Saved dataset items

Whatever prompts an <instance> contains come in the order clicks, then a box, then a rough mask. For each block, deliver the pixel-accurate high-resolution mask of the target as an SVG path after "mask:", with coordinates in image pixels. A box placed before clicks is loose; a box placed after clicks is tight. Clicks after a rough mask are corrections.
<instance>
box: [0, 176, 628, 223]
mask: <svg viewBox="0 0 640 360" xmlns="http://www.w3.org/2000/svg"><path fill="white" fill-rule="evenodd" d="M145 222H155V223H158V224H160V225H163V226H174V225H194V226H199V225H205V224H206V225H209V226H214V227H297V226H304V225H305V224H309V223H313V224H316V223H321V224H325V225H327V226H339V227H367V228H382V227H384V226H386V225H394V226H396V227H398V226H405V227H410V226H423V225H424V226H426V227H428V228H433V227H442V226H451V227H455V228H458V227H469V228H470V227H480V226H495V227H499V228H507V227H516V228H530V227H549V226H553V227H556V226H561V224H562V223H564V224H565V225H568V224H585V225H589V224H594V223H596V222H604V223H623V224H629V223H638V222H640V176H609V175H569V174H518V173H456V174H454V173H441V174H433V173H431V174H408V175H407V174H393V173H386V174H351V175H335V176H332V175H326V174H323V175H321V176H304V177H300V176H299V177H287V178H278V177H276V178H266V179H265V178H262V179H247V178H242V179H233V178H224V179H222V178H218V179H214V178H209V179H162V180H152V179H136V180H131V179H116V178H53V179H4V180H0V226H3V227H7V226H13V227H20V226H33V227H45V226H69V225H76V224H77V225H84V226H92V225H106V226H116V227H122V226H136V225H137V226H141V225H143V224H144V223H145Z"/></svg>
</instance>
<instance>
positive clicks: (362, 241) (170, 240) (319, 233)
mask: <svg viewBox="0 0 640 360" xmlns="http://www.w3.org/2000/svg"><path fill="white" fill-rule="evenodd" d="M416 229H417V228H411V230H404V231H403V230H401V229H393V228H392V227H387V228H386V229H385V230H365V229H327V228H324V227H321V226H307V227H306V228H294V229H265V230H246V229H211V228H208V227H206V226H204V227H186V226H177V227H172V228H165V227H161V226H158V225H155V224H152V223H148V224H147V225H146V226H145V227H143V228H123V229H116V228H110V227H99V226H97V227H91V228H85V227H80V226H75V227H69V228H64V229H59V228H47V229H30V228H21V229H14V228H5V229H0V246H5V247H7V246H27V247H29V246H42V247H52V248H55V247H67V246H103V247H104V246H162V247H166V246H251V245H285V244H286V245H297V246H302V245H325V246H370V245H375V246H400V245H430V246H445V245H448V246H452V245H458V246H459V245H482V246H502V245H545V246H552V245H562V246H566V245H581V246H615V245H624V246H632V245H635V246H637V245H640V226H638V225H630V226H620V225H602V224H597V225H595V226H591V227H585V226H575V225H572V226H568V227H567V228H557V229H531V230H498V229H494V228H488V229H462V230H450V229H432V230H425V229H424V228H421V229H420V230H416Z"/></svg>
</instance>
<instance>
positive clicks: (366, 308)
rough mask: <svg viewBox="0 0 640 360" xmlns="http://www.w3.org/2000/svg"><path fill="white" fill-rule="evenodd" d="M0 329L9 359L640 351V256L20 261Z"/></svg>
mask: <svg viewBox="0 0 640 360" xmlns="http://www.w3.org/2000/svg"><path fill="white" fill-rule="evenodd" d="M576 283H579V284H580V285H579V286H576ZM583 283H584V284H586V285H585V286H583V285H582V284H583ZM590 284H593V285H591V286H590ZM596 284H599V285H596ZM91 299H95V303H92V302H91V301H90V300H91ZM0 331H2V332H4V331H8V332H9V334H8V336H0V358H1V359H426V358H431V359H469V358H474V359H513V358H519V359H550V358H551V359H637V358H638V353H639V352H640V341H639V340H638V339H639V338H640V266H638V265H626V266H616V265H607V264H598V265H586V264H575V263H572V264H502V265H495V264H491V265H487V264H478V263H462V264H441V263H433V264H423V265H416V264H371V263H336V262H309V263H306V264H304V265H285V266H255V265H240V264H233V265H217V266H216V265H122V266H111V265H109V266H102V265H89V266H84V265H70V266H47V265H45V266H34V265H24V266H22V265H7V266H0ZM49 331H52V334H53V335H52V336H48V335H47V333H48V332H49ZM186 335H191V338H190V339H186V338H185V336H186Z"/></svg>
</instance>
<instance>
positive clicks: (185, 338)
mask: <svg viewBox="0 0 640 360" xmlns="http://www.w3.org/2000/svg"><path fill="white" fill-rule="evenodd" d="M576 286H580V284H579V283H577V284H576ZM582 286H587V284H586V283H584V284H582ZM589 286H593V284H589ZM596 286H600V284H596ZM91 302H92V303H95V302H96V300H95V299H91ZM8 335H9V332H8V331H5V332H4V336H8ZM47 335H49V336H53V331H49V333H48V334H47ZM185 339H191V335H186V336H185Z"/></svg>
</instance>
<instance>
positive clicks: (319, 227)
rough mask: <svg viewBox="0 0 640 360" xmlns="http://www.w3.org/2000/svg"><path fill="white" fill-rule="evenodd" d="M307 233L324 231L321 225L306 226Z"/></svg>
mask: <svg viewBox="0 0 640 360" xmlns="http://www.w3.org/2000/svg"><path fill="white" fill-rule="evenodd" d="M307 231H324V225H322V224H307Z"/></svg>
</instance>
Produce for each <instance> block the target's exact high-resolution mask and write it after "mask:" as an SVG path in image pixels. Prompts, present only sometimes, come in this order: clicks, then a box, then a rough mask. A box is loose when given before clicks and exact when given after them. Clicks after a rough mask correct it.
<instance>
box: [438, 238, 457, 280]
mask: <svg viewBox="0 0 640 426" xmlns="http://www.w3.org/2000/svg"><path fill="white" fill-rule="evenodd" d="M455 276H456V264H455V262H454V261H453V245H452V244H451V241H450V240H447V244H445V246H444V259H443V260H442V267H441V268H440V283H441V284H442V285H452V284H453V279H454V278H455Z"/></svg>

Directive: Lay out all of the material above as a numbered list with one line per entry, and leave out any blank lines.

Task output:
1. Whatever prompts an <instance> contains come in the order clicks, then a box, then a rough mask. For each block, deliver the pixel-accurate high-resolution mask of the target as an SVG path after "mask:", with coordinates in image pixels. A box placed before clicks is loose; a box placed after clicks is tight. Clicks after a rough mask are corrections.
2. <instance>
3. box: [0, 176, 628, 223]
4. mask: <svg viewBox="0 0 640 360" xmlns="http://www.w3.org/2000/svg"><path fill="white" fill-rule="evenodd" d="M145 222H155V223H158V224H160V225H163V226H174V225H194V226H199V225H205V224H206V225H209V226H214V227H297V226H304V225H305V224H309V223H313V224H316V223H321V224H325V225H327V226H339V227H367V228H382V227H384V226H386V225H394V226H396V227H398V226H405V227H410V226H423V225H424V226H426V227H428V228H433V227H442V226H451V227H455V228H458V227H469V228H470V227H480V226H495V227H499V228H507V227H516V228H530V227H549V226H553V227H556V226H561V224H562V223H564V224H565V225H568V224H585V225H589V224H594V223H596V222H604V223H623V224H629V223H638V222H640V176H609V175H569V174H518V173H456V174H454V173H441V174H433V173H431V174H408V175H407V174H393V173H386V174H351V175H335V176H332V175H326V174H323V175H321V176H304V177H300V176H299V177H287V178H278V177H276V178H266V179H265V178H262V179H247V178H242V179H233V178H224V179H222V178H218V179H214V178H209V179H162V180H152V179H136V180H131V179H116V178H53V179H4V180H0V226H3V227H7V226H13V227H20V226H33V227H45V226H69V225H76V224H77V225H84V226H92V225H106V226H116V227H122V226H136V225H137V226H141V225H143V224H144V223H145Z"/></svg>
5. </instance>
6. <instance>
7. positive clicks: (362, 241) (170, 240) (319, 233)
8. mask: <svg viewBox="0 0 640 360" xmlns="http://www.w3.org/2000/svg"><path fill="white" fill-rule="evenodd" d="M416 229H417V228H411V230H404V231H403V230H401V229H393V228H392V227H387V228H386V229H385V230H365V229H327V228H324V227H321V226H307V227H306V228H294V229H265V230H246V229H211V228H208V227H206V226H204V227H186V226H177V227H172V228H165V227H161V226H158V225H155V224H152V223H148V224H147V225H146V226H145V227H143V228H123V229H116V228H110V227H99V226H97V227H91V228H85V227H80V226H75V227H69V228H64V229H59V228H47V229H30V228H21V229H14V228H5V229H0V246H5V247H7V246H27V247H29V246H42V247H52V248H55V247H67V246H103V247H104V246H162V247H166V246H251V245H285V244H286V245H297V246H302V245H325V246H370V245H375V246H400V245H430V246H445V245H448V246H452V245H458V246H459V245H482V246H502V245H545V246H552V245H562V246H566V245H581V246H615V245H624V246H632V245H635V246H637V245H640V226H638V225H630V226H620V225H602V224H597V225H595V226H591V227H585V226H575V225H572V226H568V227H567V228H557V229H531V230H498V229H494V228H488V229H462V230H450V229H432V230H425V229H424V228H421V229H420V230H416Z"/></svg>
9. </instance>
10. <instance>
11. positive clicks: (366, 308)
12. rough mask: <svg viewBox="0 0 640 360" xmlns="http://www.w3.org/2000/svg"><path fill="white" fill-rule="evenodd" d="M0 329L9 359L640 351V256L20 261Z"/></svg>
13. mask: <svg viewBox="0 0 640 360" xmlns="http://www.w3.org/2000/svg"><path fill="white" fill-rule="evenodd" d="M576 283H579V284H580V285H579V286H576ZM583 283H584V284H586V285H585V286H583V285H582V284H583ZM590 284H593V285H591V286H590ZM596 284H599V285H596ZM91 299H95V303H92V302H91V301H90V300H91ZM0 331H2V332H4V331H8V332H9V334H8V336H0V358H1V359H426V358H431V359H469V358H474V359H513V358H519V359H550V358H551V359H637V358H638V353H639V352H640V341H639V340H638V339H639V338H640V266H638V265H626V266H616V265H607V264H598V265H586V264H575V263H572V264H502V265H495V264H491V265H487V264H478V263H462V264H441V263H433V264H423V265H416V264H371V263H336V262H309V263H306V264H304V265H285V266H255V265H240V264H233V265H217V266H216V265H122V266H111V265H109V266H102V265H89V266H84V265H70V266H47V265H45V266H34V265H24V266H22V265H7V266H0ZM49 331H52V334H53V335H52V336H48V335H47V333H48V332H49ZM186 335H191V338H190V339H186V338H185V336H186Z"/></svg>
14. </instance>
15. <instance>
16. positive clicks: (185, 338)
17. mask: <svg viewBox="0 0 640 360" xmlns="http://www.w3.org/2000/svg"><path fill="white" fill-rule="evenodd" d="M576 286H580V284H579V283H577V284H576ZM582 286H587V284H586V283H584V284H582ZM589 286H593V284H589ZM596 286H600V284H596ZM91 302H92V303H95V302H96V300H95V299H91ZM8 335H9V332H8V331H5V332H4V336H8ZM47 335H49V336H53V331H49V333H48V334H47ZM185 339H191V335H186V336H185Z"/></svg>
18. </instance>
19. <instance>
20. positive clicks: (319, 227)
21. rough mask: <svg viewBox="0 0 640 360" xmlns="http://www.w3.org/2000/svg"><path fill="white" fill-rule="evenodd" d="M307 233L324 231L321 225L306 226Z"/></svg>
22. mask: <svg viewBox="0 0 640 360" xmlns="http://www.w3.org/2000/svg"><path fill="white" fill-rule="evenodd" d="M307 231H324V225H322V224H307Z"/></svg>
23. </instance>
24. Produce for each <instance> block the target's exact high-resolution mask and write it after "mask:" as an SVG path in image pixels. Prompts, present only sometimes, come in this order: clicks, then a box, then a rough mask. A box is loose when given before clicks and exact when given after them. Clicks after a rough mask correct it.
25. <instance>
26. box: [438, 238, 457, 280]
27. mask: <svg viewBox="0 0 640 426" xmlns="http://www.w3.org/2000/svg"><path fill="white" fill-rule="evenodd" d="M455 276H456V264H455V262H454V261H453V245H452V244H451V241H450V240H447V244H445V246H444V259H443V260H442V267H441V268H440V283H441V284H442V285H452V284H453V279H454V278H455Z"/></svg>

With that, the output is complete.